Data for the task Start Marker

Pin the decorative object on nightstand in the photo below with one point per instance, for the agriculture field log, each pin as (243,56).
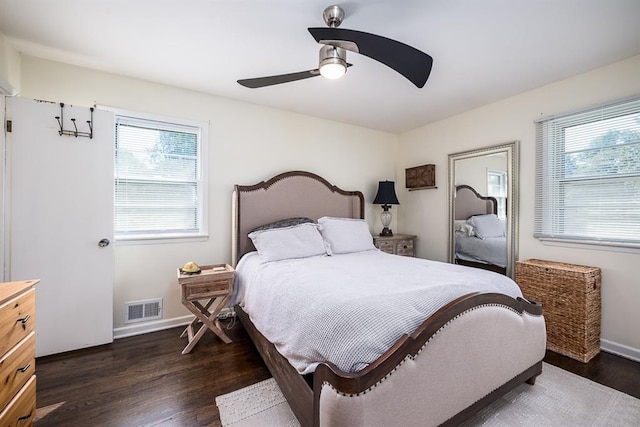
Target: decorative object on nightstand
(400,244)
(420,177)
(570,298)
(386,197)
(214,286)
(17,353)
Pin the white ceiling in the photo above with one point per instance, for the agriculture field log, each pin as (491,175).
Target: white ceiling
(483,50)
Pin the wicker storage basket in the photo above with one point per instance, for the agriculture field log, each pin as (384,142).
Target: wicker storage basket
(570,298)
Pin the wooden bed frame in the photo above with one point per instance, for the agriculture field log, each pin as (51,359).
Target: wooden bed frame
(453,365)
(469,202)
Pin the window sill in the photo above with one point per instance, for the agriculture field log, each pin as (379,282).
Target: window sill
(160,240)
(632,248)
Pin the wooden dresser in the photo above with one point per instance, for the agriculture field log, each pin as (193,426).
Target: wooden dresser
(17,353)
(398,244)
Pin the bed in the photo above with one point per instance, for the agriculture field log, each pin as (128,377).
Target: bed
(470,352)
(473,212)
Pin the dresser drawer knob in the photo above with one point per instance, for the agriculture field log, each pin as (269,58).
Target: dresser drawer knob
(24,368)
(24,321)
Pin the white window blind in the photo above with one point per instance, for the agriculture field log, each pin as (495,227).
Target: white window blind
(588,176)
(158,179)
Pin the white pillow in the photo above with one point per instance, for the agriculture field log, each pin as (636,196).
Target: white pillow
(298,241)
(345,235)
(486,226)
(463,227)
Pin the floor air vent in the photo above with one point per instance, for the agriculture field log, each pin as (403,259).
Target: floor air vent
(140,311)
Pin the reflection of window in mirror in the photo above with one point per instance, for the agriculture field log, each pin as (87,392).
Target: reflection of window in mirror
(497,187)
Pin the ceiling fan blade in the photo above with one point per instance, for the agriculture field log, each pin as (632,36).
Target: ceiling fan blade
(412,63)
(281,78)
(276,80)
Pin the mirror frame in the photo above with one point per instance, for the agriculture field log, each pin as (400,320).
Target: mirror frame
(512,151)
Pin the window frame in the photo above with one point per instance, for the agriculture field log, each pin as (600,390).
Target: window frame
(202,183)
(550,178)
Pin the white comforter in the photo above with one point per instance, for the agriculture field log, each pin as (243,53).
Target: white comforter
(349,309)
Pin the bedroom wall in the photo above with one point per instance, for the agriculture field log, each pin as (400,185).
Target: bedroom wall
(9,63)
(248,144)
(425,212)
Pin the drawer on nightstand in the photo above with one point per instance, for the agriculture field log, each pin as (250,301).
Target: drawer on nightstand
(16,367)
(207,290)
(388,247)
(405,247)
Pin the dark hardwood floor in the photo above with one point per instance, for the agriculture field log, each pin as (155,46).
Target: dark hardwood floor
(146,381)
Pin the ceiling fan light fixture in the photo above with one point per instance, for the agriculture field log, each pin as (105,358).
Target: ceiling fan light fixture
(333,62)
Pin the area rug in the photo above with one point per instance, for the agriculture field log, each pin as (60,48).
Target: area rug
(559,398)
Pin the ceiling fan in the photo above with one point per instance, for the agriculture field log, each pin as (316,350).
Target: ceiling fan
(412,63)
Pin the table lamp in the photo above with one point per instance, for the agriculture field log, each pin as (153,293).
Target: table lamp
(386,197)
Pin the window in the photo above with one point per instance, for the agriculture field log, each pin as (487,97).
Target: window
(159,184)
(588,176)
(497,187)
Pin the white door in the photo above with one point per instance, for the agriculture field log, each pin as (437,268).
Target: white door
(61,206)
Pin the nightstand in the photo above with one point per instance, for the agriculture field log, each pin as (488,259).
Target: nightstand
(398,244)
(213,286)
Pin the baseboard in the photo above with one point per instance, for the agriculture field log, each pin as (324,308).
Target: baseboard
(154,326)
(620,350)
(160,325)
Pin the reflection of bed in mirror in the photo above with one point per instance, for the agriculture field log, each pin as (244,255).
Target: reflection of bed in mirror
(480,237)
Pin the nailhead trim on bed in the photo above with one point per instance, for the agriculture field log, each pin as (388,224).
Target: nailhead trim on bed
(412,357)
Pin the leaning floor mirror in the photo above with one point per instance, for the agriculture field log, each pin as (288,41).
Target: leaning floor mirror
(483,208)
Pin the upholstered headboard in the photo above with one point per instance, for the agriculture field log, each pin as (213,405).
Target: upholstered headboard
(468,203)
(288,195)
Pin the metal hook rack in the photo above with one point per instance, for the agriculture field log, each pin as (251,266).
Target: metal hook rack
(74,132)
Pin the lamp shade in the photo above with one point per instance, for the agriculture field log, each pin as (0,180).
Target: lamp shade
(386,194)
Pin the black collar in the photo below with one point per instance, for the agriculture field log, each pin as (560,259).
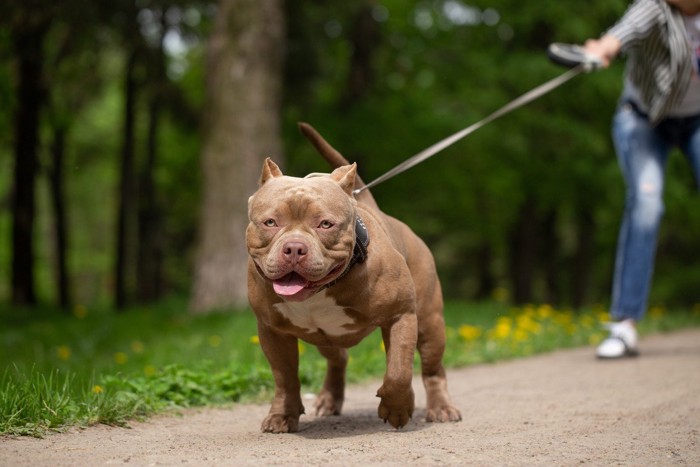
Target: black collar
(359,253)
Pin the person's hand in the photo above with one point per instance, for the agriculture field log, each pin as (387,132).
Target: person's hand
(606,48)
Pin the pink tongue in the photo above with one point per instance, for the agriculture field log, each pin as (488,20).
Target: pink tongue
(290,284)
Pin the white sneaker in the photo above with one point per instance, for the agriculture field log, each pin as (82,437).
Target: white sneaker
(622,341)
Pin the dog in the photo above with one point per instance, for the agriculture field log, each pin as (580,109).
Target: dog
(329,268)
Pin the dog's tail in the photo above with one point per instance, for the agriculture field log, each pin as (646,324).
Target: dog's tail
(335,159)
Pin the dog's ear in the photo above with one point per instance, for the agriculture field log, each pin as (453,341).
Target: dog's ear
(270,170)
(345,176)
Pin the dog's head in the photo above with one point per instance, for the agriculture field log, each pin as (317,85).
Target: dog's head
(301,231)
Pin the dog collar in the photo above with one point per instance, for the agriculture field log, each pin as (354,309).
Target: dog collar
(359,253)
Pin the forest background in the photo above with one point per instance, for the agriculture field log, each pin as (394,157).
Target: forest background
(132,133)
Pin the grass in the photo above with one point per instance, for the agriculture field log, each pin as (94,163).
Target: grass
(94,366)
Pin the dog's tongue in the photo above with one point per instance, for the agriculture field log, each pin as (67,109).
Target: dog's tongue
(290,284)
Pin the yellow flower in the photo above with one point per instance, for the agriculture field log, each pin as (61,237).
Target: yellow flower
(79,311)
(527,324)
(545,311)
(657,312)
(502,328)
(469,333)
(120,358)
(519,335)
(500,294)
(63,352)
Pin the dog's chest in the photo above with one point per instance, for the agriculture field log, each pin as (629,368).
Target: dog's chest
(318,313)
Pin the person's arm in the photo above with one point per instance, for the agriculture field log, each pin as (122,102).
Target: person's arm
(639,19)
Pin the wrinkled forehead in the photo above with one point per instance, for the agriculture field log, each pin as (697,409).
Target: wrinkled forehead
(315,187)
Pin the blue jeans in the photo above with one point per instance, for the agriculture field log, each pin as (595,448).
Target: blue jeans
(642,152)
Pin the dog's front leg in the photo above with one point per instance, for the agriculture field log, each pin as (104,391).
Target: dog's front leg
(397,400)
(282,352)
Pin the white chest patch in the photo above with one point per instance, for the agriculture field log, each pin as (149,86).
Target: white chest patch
(319,312)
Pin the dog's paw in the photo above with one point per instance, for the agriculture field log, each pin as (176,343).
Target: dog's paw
(397,409)
(444,413)
(326,404)
(280,423)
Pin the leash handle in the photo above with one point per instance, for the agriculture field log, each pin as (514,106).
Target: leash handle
(450,140)
(571,55)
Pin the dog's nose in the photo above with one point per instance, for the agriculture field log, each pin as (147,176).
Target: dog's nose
(294,251)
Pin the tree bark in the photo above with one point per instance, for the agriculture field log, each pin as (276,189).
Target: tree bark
(27,37)
(60,223)
(241,128)
(523,252)
(126,186)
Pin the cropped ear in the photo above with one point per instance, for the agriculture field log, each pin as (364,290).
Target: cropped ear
(345,176)
(270,170)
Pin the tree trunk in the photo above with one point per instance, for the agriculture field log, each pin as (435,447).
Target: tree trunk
(550,254)
(60,224)
(583,258)
(523,252)
(364,37)
(126,187)
(150,249)
(27,38)
(241,128)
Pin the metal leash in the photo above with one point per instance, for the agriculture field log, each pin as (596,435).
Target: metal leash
(450,140)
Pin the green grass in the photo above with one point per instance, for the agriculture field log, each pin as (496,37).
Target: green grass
(95,366)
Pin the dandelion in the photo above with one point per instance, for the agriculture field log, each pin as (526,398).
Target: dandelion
(527,324)
(469,333)
(63,352)
(79,311)
(520,335)
(500,294)
(545,311)
(657,312)
(120,358)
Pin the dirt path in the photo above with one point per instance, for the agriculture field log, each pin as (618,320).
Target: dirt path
(563,408)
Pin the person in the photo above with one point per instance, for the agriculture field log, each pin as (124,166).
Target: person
(659,109)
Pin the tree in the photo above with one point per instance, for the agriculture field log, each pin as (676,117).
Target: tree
(241,127)
(29,27)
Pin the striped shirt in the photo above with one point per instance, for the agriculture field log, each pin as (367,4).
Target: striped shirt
(659,63)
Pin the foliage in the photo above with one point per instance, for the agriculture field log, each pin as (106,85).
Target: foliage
(97,367)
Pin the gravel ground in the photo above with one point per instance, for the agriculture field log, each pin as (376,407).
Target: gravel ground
(561,408)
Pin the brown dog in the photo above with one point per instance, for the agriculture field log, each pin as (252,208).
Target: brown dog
(330,269)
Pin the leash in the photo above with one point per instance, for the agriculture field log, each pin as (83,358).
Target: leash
(584,64)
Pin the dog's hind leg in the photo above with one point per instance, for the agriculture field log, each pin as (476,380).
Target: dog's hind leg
(330,400)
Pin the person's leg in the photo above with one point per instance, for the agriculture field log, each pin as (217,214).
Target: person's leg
(642,154)
(690,145)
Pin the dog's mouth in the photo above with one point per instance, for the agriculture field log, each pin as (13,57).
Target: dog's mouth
(295,285)
(291,284)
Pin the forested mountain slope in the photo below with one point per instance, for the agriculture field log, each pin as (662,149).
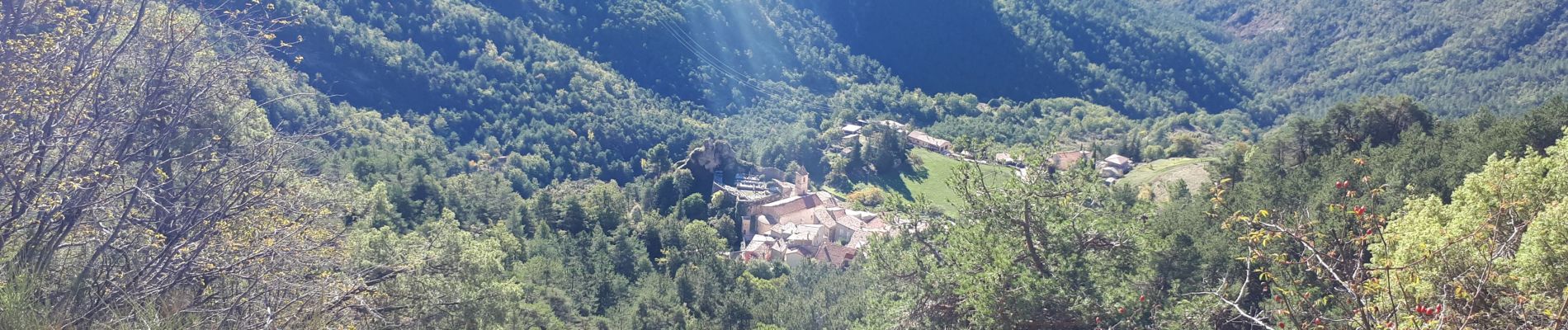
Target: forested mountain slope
(1454,55)
(538,163)
(1106,52)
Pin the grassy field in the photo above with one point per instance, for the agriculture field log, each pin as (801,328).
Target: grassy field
(932,183)
(1159,174)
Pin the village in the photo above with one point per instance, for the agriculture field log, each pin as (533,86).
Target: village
(789,223)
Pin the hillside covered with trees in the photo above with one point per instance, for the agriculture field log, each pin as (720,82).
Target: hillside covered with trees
(559,163)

Data for the task End Marker

# [Exercise prompt]
Give back exactly the lines from the one containing "Target: dog's mouth" to the final line of the entries, both included, and no picture.

# [Task answer]
Target: dog's mouth
(295,285)
(291,284)
Pin the forested mountain slope in the photo below with one point per instance, for the agriculture field log, each pin as (662,149).
Target: forested mountain slope
(1454,55)
(538,163)
(1106,52)
Pin the grassy field in the photo above with one point per instance, for the agriculture field log, each pin as (801,328).
Target: grassy field
(932,183)
(1159,174)
Pin the village in the photo above with one point per instance, for the agriculture field log, each pin as (533,86).
Target: village
(789,223)
Pin the hillside covered with trees in the photo above with one point per instance, for the agriculture field log, each pin as (720,82).
Target: hillside covered with trees
(559,163)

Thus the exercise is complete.